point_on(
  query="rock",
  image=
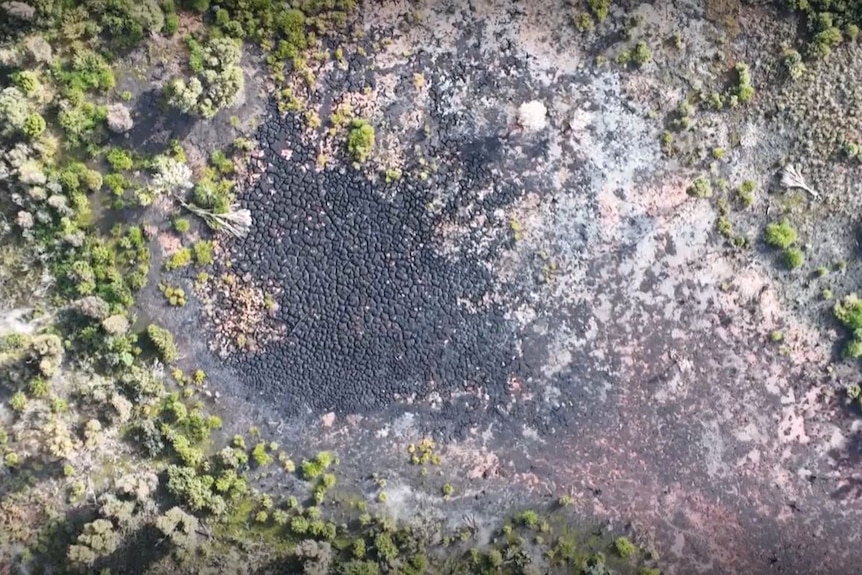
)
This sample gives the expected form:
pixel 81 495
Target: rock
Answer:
pixel 533 116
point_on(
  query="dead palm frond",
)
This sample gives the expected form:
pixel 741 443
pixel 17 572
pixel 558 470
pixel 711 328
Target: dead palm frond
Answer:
pixel 236 221
pixel 791 178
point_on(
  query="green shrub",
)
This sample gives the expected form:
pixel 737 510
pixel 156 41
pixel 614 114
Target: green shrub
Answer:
pixel 14 111
pixel 34 125
pixel 624 547
pixel 85 71
pixel 600 8
pixel 216 81
pixel 163 342
pixel 117 183
pixel 781 235
pixel 700 187
pixel 360 140
pixel 260 456
pixel 313 468
pixel 179 259
pixel 120 160
pixel 793 258
pixel 528 518
pixel 172 24
pixel 792 61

● **THE EXERCISE**
Update the lines from the start of the records through the line containing "pixel 791 178", replacing "dead palm frond" with "dry palm frond" and keeping all else as it is. Leave the pictures out of your answer.

● **EXERCISE ANSWER**
point_on(
  query="rock",
  image=
)
This sample gives the expected form:
pixel 81 495
Target: rock
Answer:
pixel 533 116
point_on(
  query="dry palm frond",
)
This sample gives the expected form:
pixel 741 443
pixel 17 572
pixel 558 470
pixel 711 328
Target: dry palm frond
Answer:
pixel 236 221
pixel 791 178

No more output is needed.